Requirements:
Answer these from the forum thread on a transmission bump:
(a) At about what mileage did the fluid change that improved shifting happen?
(b) What engine idle speed is given?
(c) At about what mileage does TDCruzeLady say the bump started?

I'm always skeptical of any service performed by dealerships... I've had some pretty shoddy work done at several (hence I do all my out of warranty work, and check over any work they do very closely).. it's hard to know if that is part of your issue. I can say my transmission shift performance across the board was significantly improved with a fluid change at 45 K or so, and at that milage the fluid had already gone too far (darker than worn engine oil), I'm considering changing the fluid I'm my other car at about 36k. If you went to 60k.. I'd be concerned that some wear may be part of the issue.

Now if anyone is braking with the left foot.. that is just WRONG on many levels. So I tried that, and guess what? Big shudder and bump as the transmission kicked in.. so that IS a possible cause (theory to practice verified).. Don't brake with the left foot, unless you only have a left foot and also switch that same foot to the accelerator. That delay is what is intended to get the transmission out of free wheel (engagement of torque converter) while the engine is at idle RPM (about 820 RPM).

Sent from my Moto G (4) using Tapatalk


----------



## TDCruzeLady (Aug 14, 2013)

Ok, I'll just take it to the dealer and forget the long ride. Is changing the trans fluid a maintenance thing, or should it be a warranty item? 


Rivergoer said:


> Before you go for that long drive be sure to have the transmission fluid service done as @*MRO1791* suggested. It is NOT a lifetime fill as stated in the owners manual.


----------



## TDCruzeLady (Aug 14, 2013)

Well, I am not braking with the left foot, so that is not my problem. The bump happens as I lift my foot off the brake, but before I have put my foot on the accelerator. The Bump has only been happening since July, it is not something that always happened. I probably was at about 43000 miles when it started, I will definitely get the fluid changed.


MRO1791 said:


> I'm always skeptical of any service performed by dealerships... I've had some pretty shoddy work done at several (hence I do all my out of warranty work, and check over any work they do very closely).. it's hard to know if that is part of your issue. I can say my transmission shift performance across the board was significantly improved with a fluid change at 45 K or so, and at that milage the fluid had already gone too far (darker than worn engine oil), I'm considering changing the fluid I'm my other car at about 36k. If you went to 60k.. I'd be concerned that some wear may be part of the issue.

Material:
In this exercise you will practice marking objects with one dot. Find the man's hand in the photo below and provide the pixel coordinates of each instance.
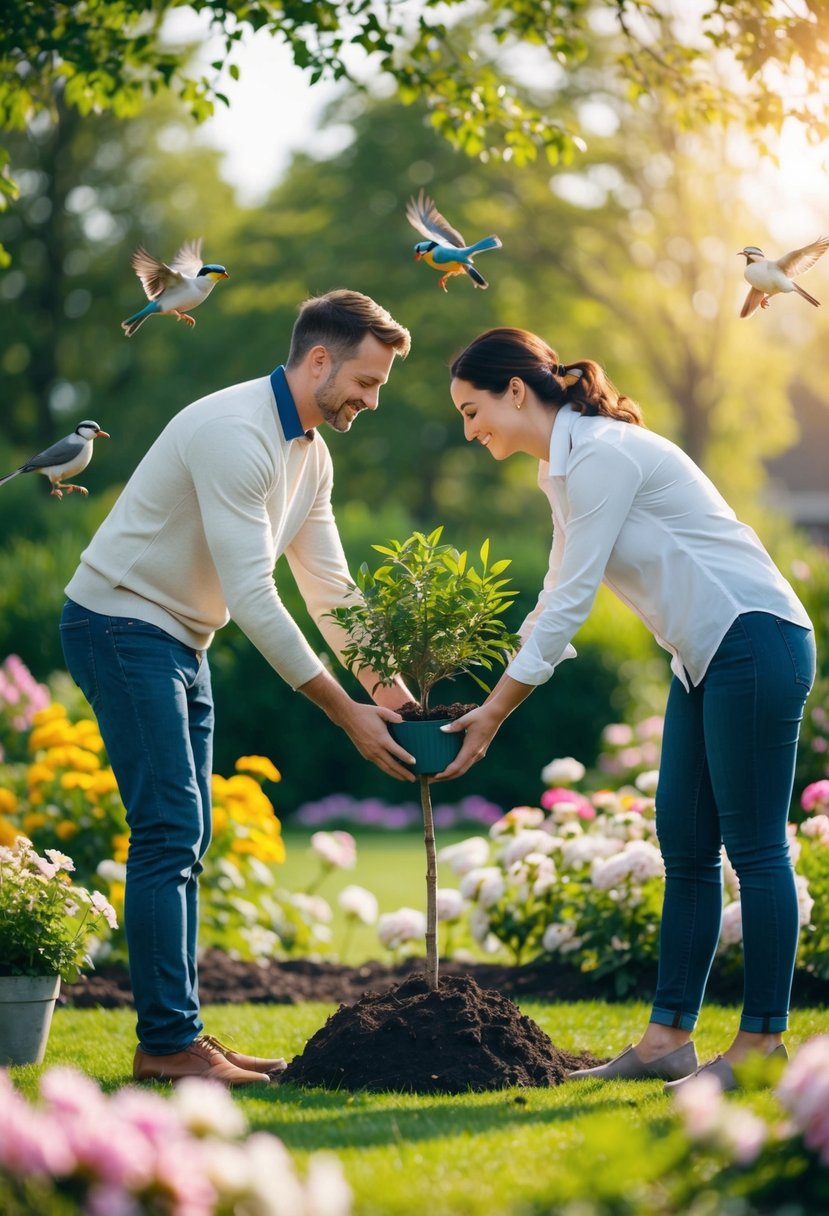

Output of the task:
(a) About 45K.
(b) About 820 RPM.
(c) About 43,000 miles.